* [Exercise requirements] Could you please output all of the records exactly?

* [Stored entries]
····················

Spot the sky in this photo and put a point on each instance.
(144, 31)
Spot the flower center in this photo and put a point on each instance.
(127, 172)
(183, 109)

····················

* [Task answer]
Spot the sky in this photo and put a point on each instance.
(144, 31)
Spot the flower center in this photo and put a point on each instance.
(127, 172)
(183, 109)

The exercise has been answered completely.